DATA EXCERPTS:
——————————

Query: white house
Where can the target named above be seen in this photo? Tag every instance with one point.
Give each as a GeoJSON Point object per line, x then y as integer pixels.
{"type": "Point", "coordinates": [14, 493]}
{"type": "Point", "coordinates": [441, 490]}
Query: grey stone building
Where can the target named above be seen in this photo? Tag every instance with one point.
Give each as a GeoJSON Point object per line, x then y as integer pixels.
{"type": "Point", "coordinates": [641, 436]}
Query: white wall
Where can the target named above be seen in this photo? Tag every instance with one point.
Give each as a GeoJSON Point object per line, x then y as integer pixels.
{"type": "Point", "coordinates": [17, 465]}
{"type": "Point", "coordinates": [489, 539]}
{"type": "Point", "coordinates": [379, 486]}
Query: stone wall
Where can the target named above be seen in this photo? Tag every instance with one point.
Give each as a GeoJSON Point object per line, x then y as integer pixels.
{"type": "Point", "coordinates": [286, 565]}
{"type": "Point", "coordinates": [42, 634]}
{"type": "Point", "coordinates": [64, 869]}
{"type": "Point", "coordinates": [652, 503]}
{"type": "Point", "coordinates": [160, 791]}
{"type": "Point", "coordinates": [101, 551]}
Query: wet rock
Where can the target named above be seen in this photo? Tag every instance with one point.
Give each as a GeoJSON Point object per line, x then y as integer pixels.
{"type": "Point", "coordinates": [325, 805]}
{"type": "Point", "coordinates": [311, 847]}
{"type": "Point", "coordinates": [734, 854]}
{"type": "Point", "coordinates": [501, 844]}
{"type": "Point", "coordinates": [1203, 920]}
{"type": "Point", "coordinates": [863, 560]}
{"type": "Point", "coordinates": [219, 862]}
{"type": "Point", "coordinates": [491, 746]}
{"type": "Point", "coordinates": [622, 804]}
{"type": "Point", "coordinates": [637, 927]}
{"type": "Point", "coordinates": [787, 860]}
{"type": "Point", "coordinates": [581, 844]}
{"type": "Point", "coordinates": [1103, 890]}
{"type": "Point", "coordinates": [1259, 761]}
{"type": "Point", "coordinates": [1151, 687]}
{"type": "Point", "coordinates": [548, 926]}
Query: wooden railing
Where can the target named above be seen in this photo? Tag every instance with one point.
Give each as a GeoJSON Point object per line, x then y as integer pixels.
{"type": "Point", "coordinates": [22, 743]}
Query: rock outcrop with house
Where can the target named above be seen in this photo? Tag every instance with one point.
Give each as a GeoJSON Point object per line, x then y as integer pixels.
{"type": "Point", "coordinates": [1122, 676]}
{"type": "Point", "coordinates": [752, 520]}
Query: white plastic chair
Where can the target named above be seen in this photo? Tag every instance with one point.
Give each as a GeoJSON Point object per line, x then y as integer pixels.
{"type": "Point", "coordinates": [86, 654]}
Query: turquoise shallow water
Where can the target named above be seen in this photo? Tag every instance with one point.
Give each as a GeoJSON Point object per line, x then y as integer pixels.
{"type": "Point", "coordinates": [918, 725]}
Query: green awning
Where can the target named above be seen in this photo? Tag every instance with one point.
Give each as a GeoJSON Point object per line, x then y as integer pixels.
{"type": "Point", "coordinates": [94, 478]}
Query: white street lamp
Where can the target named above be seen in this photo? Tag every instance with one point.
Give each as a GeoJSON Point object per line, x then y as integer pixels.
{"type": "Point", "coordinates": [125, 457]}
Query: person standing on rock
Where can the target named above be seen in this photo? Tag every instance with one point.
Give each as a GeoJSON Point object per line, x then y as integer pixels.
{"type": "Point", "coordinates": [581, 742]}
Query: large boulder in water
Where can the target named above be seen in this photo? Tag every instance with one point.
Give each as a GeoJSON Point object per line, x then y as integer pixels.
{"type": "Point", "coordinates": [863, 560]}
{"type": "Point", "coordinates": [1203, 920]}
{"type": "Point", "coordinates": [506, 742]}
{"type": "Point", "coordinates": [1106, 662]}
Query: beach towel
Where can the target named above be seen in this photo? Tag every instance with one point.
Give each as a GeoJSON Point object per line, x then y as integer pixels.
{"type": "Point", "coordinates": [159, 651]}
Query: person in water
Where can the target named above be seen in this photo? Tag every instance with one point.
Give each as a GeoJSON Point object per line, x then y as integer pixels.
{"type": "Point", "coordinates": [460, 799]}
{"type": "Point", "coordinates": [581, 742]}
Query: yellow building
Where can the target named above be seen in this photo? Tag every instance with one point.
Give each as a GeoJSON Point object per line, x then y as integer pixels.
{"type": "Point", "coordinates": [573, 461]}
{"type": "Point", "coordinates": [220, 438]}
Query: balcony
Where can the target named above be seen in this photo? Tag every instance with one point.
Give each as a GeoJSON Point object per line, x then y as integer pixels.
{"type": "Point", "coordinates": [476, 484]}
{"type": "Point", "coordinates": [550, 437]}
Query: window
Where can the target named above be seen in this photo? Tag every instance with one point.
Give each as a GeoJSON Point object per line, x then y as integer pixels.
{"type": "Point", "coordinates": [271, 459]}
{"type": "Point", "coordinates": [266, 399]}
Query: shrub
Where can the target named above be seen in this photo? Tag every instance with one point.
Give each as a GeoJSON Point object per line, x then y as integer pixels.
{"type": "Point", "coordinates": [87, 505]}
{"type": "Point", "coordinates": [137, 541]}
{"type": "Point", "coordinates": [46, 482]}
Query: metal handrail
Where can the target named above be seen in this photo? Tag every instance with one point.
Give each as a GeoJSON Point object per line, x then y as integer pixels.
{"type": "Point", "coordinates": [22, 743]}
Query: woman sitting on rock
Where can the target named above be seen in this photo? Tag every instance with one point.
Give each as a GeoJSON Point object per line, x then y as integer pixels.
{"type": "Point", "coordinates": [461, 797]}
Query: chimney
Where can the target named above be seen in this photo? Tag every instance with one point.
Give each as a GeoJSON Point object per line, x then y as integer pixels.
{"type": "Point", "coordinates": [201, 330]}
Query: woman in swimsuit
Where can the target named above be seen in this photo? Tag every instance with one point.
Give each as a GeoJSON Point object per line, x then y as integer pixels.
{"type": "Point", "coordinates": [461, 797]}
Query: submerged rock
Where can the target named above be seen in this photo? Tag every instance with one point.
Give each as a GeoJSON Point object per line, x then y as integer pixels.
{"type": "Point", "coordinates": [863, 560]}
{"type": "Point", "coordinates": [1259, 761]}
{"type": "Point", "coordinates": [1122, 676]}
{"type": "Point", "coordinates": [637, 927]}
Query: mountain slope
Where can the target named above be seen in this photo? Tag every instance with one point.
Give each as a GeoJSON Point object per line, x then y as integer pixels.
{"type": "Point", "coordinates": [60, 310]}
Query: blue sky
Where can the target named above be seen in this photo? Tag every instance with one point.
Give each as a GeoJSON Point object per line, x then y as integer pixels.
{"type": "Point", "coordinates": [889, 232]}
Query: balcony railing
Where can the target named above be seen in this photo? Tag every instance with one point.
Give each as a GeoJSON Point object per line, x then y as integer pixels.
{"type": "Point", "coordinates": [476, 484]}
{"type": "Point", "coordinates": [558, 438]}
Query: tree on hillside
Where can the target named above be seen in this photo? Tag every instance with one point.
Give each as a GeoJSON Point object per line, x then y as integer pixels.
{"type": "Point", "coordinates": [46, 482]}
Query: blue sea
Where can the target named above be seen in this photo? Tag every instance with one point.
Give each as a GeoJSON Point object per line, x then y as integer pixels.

——————————

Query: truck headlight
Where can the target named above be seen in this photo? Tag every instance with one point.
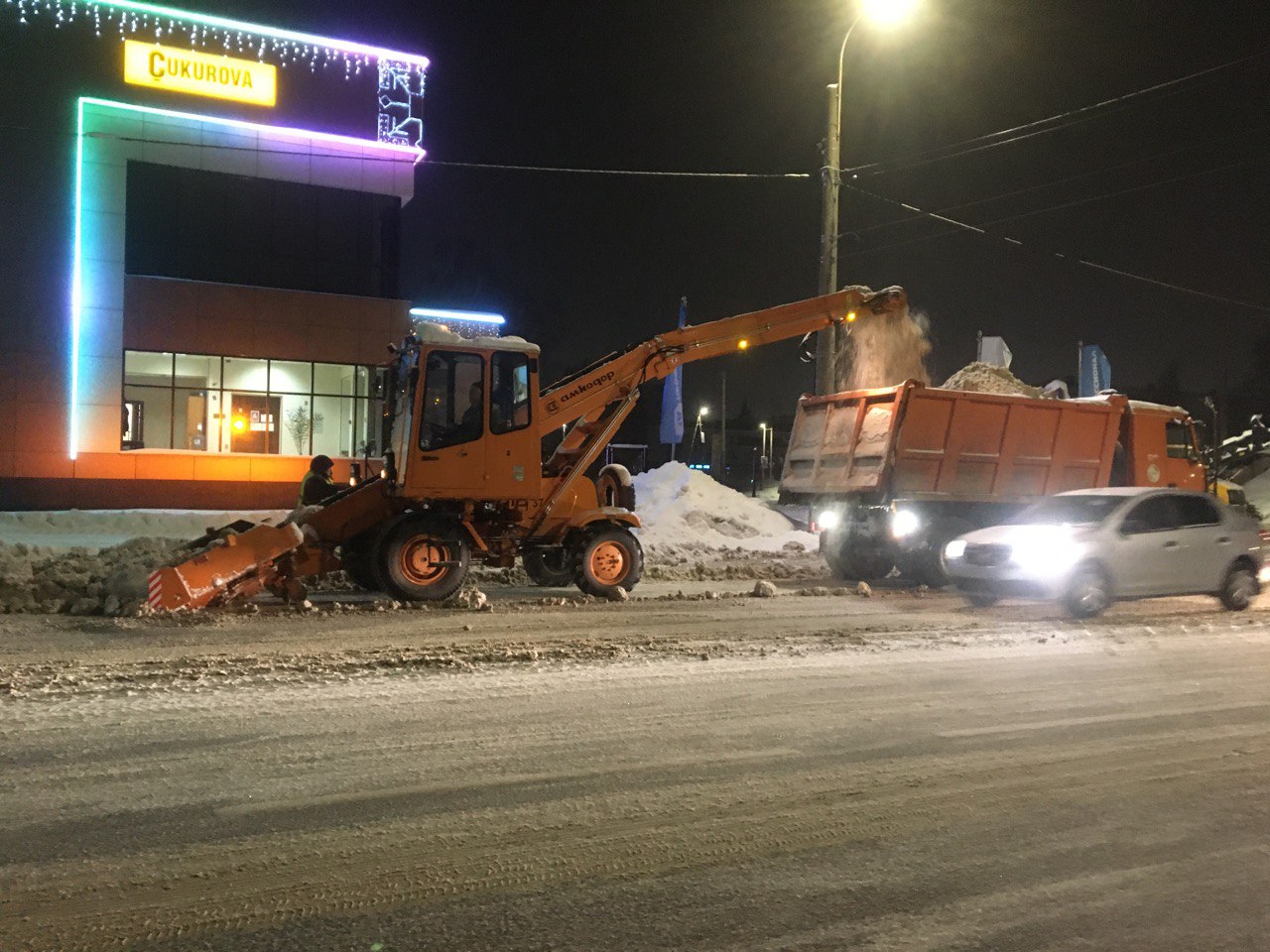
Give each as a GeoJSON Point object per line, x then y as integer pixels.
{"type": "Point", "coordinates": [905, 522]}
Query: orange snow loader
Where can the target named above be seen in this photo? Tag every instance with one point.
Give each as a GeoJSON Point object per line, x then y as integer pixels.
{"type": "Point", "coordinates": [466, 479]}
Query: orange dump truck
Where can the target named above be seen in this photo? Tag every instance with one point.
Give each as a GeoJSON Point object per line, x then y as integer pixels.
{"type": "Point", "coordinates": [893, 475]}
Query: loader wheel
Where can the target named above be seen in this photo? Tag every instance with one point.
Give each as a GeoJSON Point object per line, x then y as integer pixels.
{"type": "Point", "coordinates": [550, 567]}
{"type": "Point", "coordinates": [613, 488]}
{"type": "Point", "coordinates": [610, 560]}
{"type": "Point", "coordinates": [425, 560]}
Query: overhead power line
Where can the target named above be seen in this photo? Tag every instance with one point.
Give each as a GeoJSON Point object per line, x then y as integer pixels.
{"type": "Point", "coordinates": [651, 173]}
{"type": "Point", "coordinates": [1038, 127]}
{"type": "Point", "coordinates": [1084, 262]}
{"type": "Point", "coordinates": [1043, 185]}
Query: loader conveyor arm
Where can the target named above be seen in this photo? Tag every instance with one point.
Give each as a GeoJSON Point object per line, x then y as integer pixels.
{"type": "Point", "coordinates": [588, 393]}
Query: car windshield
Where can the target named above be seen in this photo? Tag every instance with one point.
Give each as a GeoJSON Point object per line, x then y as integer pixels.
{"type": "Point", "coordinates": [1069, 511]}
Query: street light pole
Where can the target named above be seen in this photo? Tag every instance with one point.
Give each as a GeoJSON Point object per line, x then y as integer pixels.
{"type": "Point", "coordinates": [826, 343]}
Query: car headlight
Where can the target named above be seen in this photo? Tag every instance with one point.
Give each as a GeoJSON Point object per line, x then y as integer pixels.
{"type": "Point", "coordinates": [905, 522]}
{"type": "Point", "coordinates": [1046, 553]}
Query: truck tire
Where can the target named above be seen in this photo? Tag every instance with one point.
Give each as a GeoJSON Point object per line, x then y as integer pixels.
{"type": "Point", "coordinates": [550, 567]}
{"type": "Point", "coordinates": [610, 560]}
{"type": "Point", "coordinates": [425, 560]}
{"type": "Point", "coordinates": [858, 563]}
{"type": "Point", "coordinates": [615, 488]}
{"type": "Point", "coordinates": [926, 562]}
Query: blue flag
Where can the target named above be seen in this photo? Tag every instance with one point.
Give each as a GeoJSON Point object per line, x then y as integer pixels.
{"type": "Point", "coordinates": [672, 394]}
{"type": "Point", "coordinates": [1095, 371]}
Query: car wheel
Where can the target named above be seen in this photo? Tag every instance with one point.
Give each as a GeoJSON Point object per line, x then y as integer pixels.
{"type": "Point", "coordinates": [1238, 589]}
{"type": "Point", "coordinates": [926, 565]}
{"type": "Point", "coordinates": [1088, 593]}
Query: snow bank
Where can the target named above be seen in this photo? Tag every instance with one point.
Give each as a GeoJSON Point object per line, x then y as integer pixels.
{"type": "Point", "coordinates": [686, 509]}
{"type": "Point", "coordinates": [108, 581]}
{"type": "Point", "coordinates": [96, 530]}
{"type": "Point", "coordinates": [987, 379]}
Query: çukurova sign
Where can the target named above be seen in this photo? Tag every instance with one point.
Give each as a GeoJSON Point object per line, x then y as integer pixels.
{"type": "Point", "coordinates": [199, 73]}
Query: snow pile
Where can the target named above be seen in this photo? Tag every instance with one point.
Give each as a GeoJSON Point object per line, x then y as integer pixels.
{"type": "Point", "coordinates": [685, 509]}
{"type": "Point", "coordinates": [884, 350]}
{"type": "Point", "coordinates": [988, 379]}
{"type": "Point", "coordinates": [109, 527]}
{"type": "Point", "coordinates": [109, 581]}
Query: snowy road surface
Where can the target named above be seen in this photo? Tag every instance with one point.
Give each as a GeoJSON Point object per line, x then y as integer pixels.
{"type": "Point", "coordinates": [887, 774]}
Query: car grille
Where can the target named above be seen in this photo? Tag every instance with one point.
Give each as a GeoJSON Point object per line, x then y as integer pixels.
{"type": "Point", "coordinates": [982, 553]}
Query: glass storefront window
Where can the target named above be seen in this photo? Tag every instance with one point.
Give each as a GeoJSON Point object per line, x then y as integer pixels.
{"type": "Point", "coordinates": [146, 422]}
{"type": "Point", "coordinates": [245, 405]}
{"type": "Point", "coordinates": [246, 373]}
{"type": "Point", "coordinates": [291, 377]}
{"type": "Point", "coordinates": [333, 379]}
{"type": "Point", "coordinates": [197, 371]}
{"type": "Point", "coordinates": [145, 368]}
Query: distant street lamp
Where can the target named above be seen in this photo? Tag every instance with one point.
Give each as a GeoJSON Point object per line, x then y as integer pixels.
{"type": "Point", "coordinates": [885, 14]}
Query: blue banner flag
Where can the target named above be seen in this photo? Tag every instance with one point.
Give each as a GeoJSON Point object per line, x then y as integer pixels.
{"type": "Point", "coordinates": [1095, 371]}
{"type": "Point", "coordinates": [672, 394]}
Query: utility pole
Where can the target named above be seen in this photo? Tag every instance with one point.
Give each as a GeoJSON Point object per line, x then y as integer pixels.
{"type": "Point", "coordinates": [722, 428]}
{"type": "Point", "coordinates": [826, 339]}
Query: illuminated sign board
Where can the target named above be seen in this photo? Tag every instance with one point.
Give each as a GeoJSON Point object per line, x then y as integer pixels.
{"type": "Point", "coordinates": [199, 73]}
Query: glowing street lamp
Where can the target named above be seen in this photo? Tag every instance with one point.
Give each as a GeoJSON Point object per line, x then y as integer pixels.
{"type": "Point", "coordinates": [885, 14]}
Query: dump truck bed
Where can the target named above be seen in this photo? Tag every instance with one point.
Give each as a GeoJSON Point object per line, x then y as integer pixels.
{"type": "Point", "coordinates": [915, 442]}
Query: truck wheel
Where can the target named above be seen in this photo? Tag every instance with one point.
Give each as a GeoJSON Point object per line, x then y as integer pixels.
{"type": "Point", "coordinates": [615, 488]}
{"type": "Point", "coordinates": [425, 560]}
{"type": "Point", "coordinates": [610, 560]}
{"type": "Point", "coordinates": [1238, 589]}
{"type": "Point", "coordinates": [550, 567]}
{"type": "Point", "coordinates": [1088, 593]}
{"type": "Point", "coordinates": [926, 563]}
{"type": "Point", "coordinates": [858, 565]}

——————————

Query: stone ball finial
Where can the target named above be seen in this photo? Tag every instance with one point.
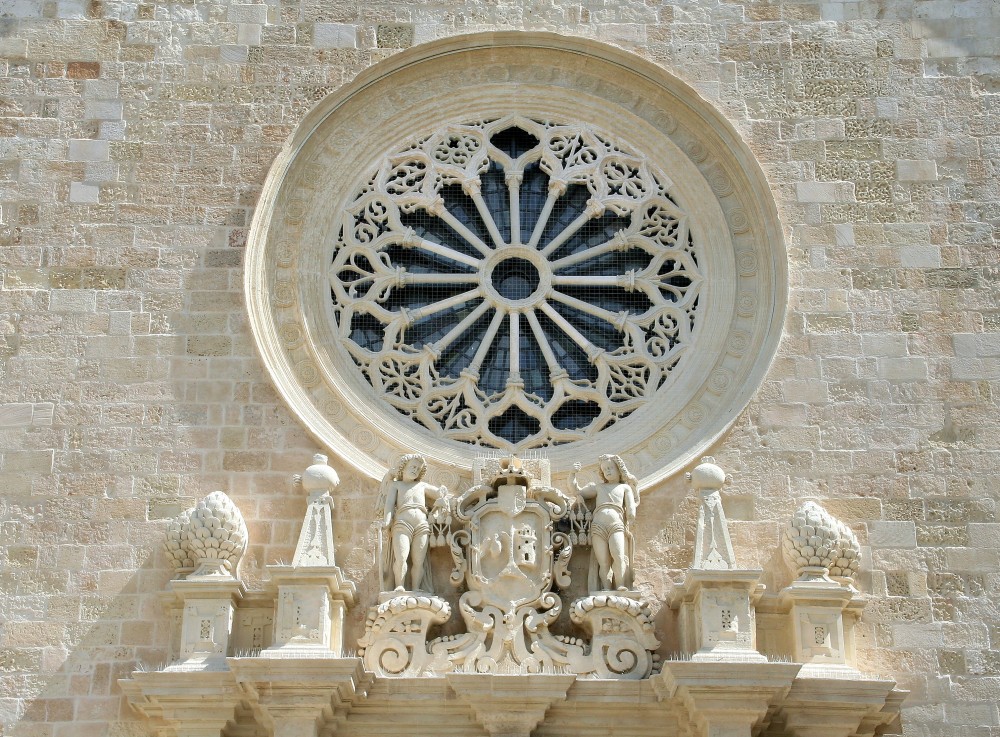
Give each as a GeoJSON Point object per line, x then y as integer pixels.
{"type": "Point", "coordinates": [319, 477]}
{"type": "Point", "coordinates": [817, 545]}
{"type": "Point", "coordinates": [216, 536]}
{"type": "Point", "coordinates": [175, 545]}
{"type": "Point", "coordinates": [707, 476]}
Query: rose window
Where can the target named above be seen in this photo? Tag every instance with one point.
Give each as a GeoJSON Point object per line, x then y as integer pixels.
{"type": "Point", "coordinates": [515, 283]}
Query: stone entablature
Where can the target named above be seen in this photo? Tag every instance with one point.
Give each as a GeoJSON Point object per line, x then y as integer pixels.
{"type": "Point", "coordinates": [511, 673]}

——————————

EXERCISE DETAILS: How many lines in the material above contain the word "woman"? Reply with only the number.

WRITTEN REPLY: 2